**SUPPLIED TEXT:**
* * * * * * *
Director: Andrew DeYoung
Release Year: 2024
Runtime: 1h 40m
This movie is based on a really shaky premise. That anyone would, first, be married to your typical Tim Robinson character. And, second, actually be friends with the dude. If you’ve ever seen Robinson in action, you’ll know the guy I’m talking about. It’s like Jim Carrey from Ace Ventura mixed with Adam Sandler from any of his movies where he gets incredibly angry and lashes out in really outlandish ways that would get him locked up — or, at the very least, broken up with — because of his cruel lunacy. This dude Robinson plays, Craig Waterman, is a real piece of work. By all accounts a disengaged husband, a seemingly weird (though I suppose trying) father and an awkward, edgy co-worker who is just generally an immature, anti-social anxious prick. I mean, perhaps we’re supposed to be living in an alternative universe where dudes like this wouldn’t instantly be red flags, but his penchant for wearing essentially the same clothes every day and constantly talking through a clenched jaw would definitely raise some alarm bells to anyone who ran across him. Except for his seemingly sweet wife, Tami (Kate Mara), I guess.
* * * * * * *
**ACTIVITY 1:**
According to the movie review, which actor plays Tami, the wife of Craig Waterman?
**ACTIVITY 2:**
Extend the movie review, picking up directly after its final sentence.
The saved entries that come next were taken from a separate source.

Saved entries
* * * * * * *
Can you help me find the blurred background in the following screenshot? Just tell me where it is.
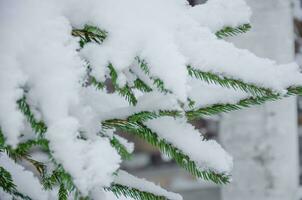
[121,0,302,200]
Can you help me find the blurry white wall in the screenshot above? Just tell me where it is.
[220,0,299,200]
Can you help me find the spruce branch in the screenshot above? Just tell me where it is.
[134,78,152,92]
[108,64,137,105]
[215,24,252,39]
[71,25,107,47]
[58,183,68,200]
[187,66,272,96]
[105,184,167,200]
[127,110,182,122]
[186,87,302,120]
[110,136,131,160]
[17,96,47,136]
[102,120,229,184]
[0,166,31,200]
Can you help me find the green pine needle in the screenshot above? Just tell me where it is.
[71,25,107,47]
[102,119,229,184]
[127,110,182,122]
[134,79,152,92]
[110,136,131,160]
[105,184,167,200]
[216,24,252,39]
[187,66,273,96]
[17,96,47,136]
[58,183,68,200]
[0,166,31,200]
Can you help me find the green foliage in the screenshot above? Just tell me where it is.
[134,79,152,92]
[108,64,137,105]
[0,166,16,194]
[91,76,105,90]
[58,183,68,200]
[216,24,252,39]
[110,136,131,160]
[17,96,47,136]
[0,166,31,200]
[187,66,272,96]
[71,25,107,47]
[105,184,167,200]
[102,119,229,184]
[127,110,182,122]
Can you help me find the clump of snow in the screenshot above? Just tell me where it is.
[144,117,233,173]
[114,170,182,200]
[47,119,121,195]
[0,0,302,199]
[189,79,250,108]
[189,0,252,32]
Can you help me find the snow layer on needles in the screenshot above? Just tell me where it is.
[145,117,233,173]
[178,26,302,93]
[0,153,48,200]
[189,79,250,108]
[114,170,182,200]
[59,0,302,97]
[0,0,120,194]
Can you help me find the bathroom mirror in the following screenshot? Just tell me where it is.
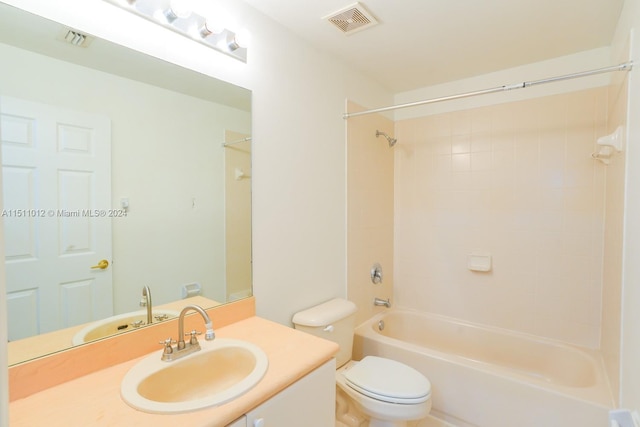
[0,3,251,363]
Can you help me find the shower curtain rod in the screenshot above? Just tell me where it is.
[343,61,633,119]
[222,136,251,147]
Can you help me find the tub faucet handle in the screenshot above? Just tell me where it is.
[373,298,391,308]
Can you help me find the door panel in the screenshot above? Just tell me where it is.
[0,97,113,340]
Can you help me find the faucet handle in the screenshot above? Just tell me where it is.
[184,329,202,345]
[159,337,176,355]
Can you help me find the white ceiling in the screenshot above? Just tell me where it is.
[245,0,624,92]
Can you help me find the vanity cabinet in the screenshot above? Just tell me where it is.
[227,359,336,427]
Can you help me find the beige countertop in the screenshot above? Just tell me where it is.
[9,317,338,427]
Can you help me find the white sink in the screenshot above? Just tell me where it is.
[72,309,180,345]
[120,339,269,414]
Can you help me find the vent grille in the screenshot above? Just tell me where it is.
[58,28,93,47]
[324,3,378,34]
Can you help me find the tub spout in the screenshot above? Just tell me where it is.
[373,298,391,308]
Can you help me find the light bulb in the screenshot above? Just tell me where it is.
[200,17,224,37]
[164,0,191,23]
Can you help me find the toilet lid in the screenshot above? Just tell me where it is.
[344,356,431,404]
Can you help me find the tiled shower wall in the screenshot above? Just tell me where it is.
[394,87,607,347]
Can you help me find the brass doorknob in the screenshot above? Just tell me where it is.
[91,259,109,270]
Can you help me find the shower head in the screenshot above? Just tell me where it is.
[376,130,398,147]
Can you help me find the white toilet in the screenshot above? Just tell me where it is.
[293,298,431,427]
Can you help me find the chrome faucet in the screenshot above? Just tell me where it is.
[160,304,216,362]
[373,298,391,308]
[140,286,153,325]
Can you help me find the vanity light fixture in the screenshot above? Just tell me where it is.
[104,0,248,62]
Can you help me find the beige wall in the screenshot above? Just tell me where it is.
* * * * * * *
**EXERCISE ANSWER 1:**
Kate Mara

**EXERCISE ANSWER 2:**
There’s honestly not a whole lot to cover with this film. Craig and Tami live in the suburbs in an unnamed state. She recently went through cancer treatment and because of Craig’s shittiness at being a supportive husband, she’s leaning on her ex-boyfriend, Devon (Josh Segarra). A situation that doesn’t seem to fluster Craig as much as it probably should. For some reason that I don’t believe is ever explained either practically or narratively, they are selling their house. Meanwhile, the local channel’s new evening weatherman, Austin Carmichael (Paul Rudd), moves in up the street. At Tami’s urging the incredibly curmudgeonly Craig strikes up a friendship with Austin. I honestly think it’s just to get him out of the house either so she doesn’t have to put up with how annoying he is or to smash Devon, but her character may actually just want him to have a friend. Because she’s a nice person. Despite, again, them probably moving soon? Anyhow, the unlikely pairing of the absolutely weird dork and the seemingly cool weatherman trends positive. For a while. Until it doesn’t. Because you can take the freak out of the house but you can’t make him not be a freak. And Craig is a freak.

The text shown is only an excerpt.